INSTRUCTIONS TO FOLLOW
Please repeat the lines below exactly. Begin with the line containing "Target: flower bed" and go on through the line containing "Put a marker on every instance of the statue".

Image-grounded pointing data
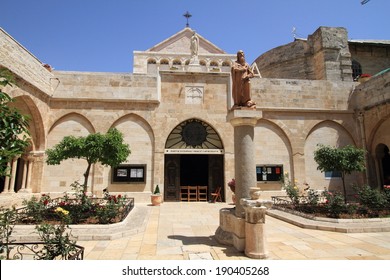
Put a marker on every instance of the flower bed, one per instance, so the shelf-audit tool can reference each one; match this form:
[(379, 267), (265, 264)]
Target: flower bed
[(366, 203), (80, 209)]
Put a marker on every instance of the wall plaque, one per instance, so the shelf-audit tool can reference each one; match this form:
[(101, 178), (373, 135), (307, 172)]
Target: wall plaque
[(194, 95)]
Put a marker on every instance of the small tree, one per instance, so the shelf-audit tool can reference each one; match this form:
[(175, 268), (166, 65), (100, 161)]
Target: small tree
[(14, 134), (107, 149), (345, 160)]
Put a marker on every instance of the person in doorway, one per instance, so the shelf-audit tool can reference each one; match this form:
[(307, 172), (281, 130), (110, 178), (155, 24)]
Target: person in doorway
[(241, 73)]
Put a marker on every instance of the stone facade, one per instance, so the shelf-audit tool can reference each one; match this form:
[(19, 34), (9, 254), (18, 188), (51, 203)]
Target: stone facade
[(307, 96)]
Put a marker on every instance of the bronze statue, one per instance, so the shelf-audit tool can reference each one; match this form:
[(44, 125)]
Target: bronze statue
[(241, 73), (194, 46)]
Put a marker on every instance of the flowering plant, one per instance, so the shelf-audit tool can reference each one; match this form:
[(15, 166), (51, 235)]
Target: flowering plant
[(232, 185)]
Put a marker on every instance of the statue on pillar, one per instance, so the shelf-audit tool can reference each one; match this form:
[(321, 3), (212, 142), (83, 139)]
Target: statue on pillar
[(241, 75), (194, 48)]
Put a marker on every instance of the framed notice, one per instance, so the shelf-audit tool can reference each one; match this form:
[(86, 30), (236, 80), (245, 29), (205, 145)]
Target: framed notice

ANSWER BOX
Target: flower bed
[(366, 203), (80, 209)]
Put a marker on every instance of the wall plaque, one per instance, so the shelf-audit tool can reference each one; match this form:
[(101, 178), (373, 135), (307, 172)]
Target: wall plaque
[(194, 95)]
Put a marker on every instance of the small tree, one per instance, so the shelf-audit tool can reference each one; match this form:
[(175, 268), (166, 65), (100, 161)]
Target: small tree
[(14, 134), (107, 149), (345, 160)]
Put a marker on every instance of the person in doorway, one per instance, so the shelf-audit tool can reference each one; match this form:
[(307, 172), (281, 130), (110, 178), (155, 24)]
Target: person in doorway
[(241, 73)]
Put a marker on every instance of the stone facade, one per instance, so the shelf-audit tool can reference each one; match this form:
[(19, 34), (9, 254), (18, 188), (51, 203)]
Target: stone facade
[(307, 96)]
Put a marker on every instance of the bronze statue, one per instance, so the shelf-audit tool can reference each one; match this form:
[(44, 125)]
Target: bronze statue
[(241, 73), (194, 46)]
Put a marker on every instance of the flowering plant, one per instance, so the shelf-audit tool can reference each one; match this form:
[(15, 166), (51, 235)]
Target: flowering plant
[(232, 185)]
Put a marker on every instance of the statue on pillar, one per instance, so the shelf-audit tool can reference each one; match this form:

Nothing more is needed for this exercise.